REQUIREMENT:
Quote all of the data below exactly, please.

──────── DATASET CONTENT ────────

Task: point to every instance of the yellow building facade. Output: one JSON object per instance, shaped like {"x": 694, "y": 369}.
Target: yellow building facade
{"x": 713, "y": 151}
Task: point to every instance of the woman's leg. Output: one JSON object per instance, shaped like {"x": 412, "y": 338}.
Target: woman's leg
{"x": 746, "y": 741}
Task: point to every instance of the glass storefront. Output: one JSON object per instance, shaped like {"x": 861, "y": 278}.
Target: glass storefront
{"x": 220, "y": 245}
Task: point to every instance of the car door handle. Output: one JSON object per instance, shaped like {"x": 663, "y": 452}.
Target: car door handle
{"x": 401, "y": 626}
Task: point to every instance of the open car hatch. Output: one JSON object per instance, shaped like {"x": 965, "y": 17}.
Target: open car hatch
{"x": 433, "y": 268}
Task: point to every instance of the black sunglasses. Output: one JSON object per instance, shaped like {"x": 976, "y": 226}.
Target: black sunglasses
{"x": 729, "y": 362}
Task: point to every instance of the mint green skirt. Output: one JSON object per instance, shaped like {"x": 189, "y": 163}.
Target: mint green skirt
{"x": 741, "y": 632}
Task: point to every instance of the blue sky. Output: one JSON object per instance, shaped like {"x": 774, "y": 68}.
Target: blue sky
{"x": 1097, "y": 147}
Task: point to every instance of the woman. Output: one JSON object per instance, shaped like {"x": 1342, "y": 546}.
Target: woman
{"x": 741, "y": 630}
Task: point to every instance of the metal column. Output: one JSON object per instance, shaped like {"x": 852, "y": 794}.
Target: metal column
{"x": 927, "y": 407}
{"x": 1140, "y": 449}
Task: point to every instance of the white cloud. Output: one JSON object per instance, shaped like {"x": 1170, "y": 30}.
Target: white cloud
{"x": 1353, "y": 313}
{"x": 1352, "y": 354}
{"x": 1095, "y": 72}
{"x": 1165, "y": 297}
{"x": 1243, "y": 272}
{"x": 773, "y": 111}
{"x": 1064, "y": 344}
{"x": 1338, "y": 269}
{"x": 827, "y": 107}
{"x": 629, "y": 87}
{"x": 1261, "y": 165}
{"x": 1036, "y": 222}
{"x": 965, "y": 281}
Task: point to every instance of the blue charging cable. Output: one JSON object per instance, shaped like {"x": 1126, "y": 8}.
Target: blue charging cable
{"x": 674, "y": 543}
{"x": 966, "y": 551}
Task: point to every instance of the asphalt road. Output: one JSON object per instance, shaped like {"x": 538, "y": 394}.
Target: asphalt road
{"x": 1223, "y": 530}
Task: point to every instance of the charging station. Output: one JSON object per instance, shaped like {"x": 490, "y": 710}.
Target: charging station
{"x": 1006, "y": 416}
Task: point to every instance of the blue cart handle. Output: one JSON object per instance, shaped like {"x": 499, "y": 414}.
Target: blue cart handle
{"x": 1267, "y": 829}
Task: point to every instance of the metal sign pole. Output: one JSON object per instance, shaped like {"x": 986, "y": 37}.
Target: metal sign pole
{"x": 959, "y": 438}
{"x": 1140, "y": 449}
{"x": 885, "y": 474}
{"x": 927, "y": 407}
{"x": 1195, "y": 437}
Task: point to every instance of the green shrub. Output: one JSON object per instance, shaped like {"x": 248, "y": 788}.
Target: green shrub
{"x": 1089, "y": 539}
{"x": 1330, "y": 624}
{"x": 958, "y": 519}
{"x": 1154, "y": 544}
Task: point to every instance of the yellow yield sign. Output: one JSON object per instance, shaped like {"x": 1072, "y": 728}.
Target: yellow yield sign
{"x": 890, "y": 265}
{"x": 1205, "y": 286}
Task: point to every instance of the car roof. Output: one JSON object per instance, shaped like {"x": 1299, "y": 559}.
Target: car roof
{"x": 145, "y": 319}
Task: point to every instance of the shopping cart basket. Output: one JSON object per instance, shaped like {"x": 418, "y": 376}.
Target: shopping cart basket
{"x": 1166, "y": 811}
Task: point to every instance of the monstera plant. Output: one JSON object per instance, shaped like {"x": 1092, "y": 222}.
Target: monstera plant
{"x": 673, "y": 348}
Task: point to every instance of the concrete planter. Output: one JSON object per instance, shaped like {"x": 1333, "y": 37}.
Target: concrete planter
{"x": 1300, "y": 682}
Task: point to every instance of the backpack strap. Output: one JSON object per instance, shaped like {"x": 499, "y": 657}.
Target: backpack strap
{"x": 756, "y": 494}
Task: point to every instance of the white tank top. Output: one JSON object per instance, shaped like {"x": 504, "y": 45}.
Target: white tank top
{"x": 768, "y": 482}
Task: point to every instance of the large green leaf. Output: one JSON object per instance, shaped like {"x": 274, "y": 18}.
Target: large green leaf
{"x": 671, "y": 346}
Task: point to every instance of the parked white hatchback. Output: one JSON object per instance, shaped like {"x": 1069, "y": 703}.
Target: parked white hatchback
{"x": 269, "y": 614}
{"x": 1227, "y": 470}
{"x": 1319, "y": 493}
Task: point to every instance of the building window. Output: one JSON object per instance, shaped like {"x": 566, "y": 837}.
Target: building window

────────

SOLUTION FOR THIS PROBLEM:
Task: point to every instance of the yellow building facade. Output: one JSON object per instance, shaped like {"x": 694, "y": 369}.
Target: yellow building facade
{"x": 713, "y": 151}
Task: point to every instance of the woman's leg. Output: one JSON object per instance, shaped like {"x": 412, "y": 338}.
Target: woman's leg
{"x": 746, "y": 741}
Task: point to every instance of the glass storefront. Output: one JSON object per instance, shaped like {"x": 861, "y": 278}.
Target: glass storefront
{"x": 220, "y": 245}
Task: point to every instance of the car door handle. Output: one JSON object per instance, shaped like {"x": 663, "y": 452}.
Target: car door handle
{"x": 401, "y": 626}
Task: point to every instance of the open car hatch. Output: one JSON object per instance, shaped like {"x": 965, "y": 17}.
Target: open car hatch
{"x": 433, "y": 268}
Task: point to every instance of the black sunglasses. Output: one JSON object per instance, shaped like {"x": 976, "y": 226}.
Target: black sunglasses
{"x": 729, "y": 362}
Task: point to every instance of the mint green skirt. Output: one JSON object per instance, shaped like {"x": 189, "y": 163}.
Target: mint green skirt
{"x": 741, "y": 632}
Task: point to every instance of the blue sky. Output: one JSON object per instance, shaped like {"x": 774, "y": 68}.
Target: blue sky
{"x": 1097, "y": 147}
Task: point to every instance of the woman. Output: one JSON object per instance, shaped like {"x": 1342, "y": 546}.
Target: woman
{"x": 741, "y": 630}
Task: point to every instance of the metal column. Output: one JSON object per instance, shaped like {"x": 852, "y": 794}.
Target: metal column
{"x": 927, "y": 407}
{"x": 1140, "y": 449}
Task: point to every instance of the white cloud. Output: one JSON object per instance, shaped like {"x": 1170, "y": 30}.
Target: white cloud
{"x": 1353, "y": 313}
{"x": 1352, "y": 354}
{"x": 1095, "y": 72}
{"x": 1165, "y": 297}
{"x": 1243, "y": 272}
{"x": 773, "y": 111}
{"x": 1064, "y": 344}
{"x": 1338, "y": 269}
{"x": 827, "y": 107}
{"x": 629, "y": 87}
{"x": 1261, "y": 165}
{"x": 1036, "y": 222}
{"x": 965, "y": 281}
Task: point to every instance of the blue charging cable. Output: one JSON object per instance, shaped like {"x": 1126, "y": 8}.
Target: blue charging cable
{"x": 674, "y": 543}
{"x": 966, "y": 551}
Task: point to every instance of the asphalt road. Output: one JSON object per instance, shaped like {"x": 538, "y": 394}.
Target: asphalt road
{"x": 1223, "y": 530}
Task: point to every instance of the charging station. Output: one JSON object per instance, shaped like {"x": 490, "y": 710}.
Target: charging station
{"x": 1006, "y": 416}
Task: point to every instance of the blue cart handle. Output: one JSON object per instance, shaped like {"x": 499, "y": 414}.
Target: blue cart handle
{"x": 1267, "y": 829}
Task: point to every instance of the metal sign pole. Output: one JSON object per instance, shaped like {"x": 986, "y": 37}.
Target: metal sign pole
{"x": 959, "y": 438}
{"x": 1140, "y": 449}
{"x": 885, "y": 474}
{"x": 927, "y": 407}
{"x": 1195, "y": 437}
Task: point to every instance of the green shrub. Output: one JSON object per instance, shaped like {"x": 248, "y": 788}.
Target: green shrub
{"x": 1089, "y": 539}
{"x": 1330, "y": 624}
{"x": 958, "y": 519}
{"x": 1154, "y": 544}
Task: point to every instance of the yellow yield sign. Output: one JSON object per instance, shaped like {"x": 1072, "y": 728}.
Target: yellow yield sign
{"x": 890, "y": 265}
{"x": 1205, "y": 286}
Task: point to every instance of the car roof. Output: one JSON object per instance, shaped like {"x": 1299, "y": 559}.
Target: car roof
{"x": 145, "y": 319}
Task: point to every instance of the shopping cart basket. Output: one JSON object per instance, shaped like {"x": 418, "y": 376}.
Target: shopping cart basket
{"x": 1166, "y": 811}
Task: point to every instance of the monstera plant. Output: one JSON object per instance, shaped like {"x": 1092, "y": 222}.
Target: monstera plant
{"x": 673, "y": 348}
Task: point to every instance of the concrete planter. Output: one JSON object per instance, shaped like {"x": 1333, "y": 37}.
Target: concrete planter
{"x": 1300, "y": 682}
Task: point to every instance of the backpack strap. Output: one JSON object per instance, shaped like {"x": 499, "y": 657}.
Target: backpack strap
{"x": 756, "y": 494}
Task: point to every instance of the white tank top. Output: one JSON object per instance, shaped like {"x": 504, "y": 45}.
Target: white tank top
{"x": 768, "y": 482}
Task: point to every instance of the large green leaf. Output: one JSON object per instance, shaped like {"x": 274, "y": 18}.
Target: large green leaf
{"x": 671, "y": 346}
Task: point to every instance of the parked white hatchback. Output: one JSON object per instance, shaped like {"x": 1069, "y": 703}.
Target: parked white hatchback
{"x": 269, "y": 614}
{"x": 1227, "y": 470}
{"x": 1319, "y": 493}
Task: point to every instance of the building window. Output: one JSON object per instance, shaped like {"x": 566, "y": 837}.
Target: building window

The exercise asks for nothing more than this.